[Exercise directions] Your answer needs to include each line of the records in which the string "blue" can be found.

--- --- ---

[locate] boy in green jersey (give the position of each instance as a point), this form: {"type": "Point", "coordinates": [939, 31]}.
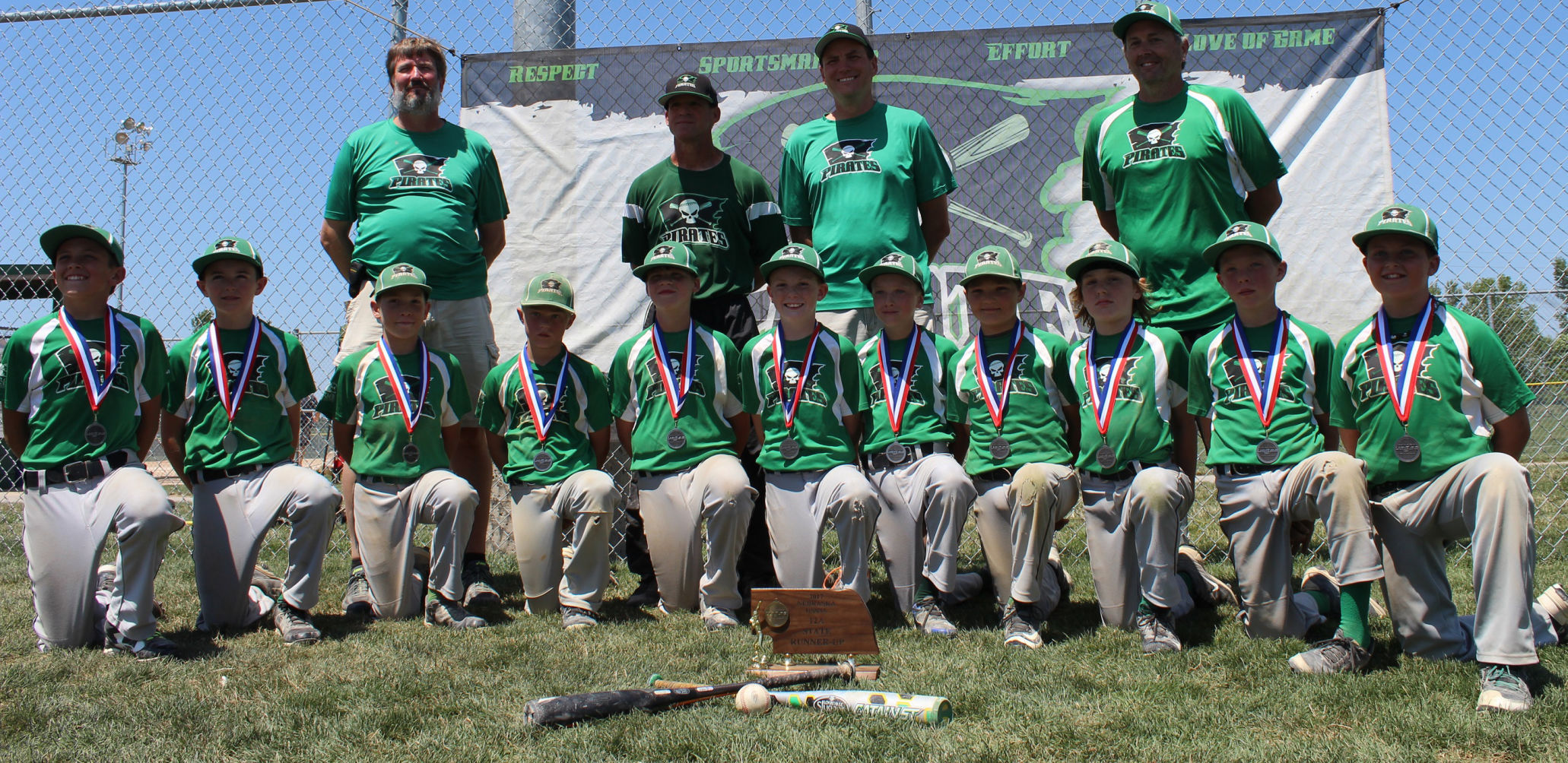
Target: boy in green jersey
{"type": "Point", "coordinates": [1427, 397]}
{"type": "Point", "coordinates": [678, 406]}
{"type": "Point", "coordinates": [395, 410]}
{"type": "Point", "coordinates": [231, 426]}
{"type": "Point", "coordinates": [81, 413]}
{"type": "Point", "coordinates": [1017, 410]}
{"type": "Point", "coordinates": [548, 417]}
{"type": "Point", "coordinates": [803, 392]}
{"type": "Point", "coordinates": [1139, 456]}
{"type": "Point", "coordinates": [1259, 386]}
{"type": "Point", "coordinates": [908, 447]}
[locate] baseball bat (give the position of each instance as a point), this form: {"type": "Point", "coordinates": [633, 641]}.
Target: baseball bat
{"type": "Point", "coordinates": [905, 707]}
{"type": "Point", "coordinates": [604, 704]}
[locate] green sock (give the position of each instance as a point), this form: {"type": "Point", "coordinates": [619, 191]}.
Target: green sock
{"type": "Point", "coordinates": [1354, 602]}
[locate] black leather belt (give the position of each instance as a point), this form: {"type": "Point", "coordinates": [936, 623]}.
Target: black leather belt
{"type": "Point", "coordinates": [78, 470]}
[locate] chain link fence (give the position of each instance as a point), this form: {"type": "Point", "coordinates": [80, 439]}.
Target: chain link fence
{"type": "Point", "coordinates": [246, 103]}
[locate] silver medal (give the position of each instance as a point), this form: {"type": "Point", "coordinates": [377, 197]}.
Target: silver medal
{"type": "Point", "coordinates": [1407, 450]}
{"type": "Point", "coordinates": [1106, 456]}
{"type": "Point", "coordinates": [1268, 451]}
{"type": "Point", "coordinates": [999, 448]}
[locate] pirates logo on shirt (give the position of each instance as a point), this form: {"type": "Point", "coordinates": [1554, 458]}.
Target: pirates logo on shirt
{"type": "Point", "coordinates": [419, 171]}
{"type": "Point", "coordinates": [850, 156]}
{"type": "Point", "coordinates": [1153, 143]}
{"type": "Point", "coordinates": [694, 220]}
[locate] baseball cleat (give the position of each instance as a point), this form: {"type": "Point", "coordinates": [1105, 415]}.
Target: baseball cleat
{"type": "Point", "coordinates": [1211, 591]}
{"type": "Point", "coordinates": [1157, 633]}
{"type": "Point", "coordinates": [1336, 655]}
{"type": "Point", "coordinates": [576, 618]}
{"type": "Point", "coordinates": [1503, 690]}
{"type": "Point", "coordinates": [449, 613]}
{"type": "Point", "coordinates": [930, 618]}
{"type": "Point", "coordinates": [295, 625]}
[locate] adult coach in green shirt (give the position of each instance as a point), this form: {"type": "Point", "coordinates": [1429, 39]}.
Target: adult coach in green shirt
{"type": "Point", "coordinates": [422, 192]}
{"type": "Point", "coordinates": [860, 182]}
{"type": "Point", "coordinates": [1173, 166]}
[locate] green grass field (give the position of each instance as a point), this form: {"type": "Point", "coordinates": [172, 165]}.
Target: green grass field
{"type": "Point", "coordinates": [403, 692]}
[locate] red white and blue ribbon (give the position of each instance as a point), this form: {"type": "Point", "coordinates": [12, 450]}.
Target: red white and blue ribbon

--- --- ---

[Task output]
[locate] red white and blue ribbon (give the position of each instance as a point), this form: {"type": "Point", "coordinates": [12, 450]}.
Target: red white and blue ribbon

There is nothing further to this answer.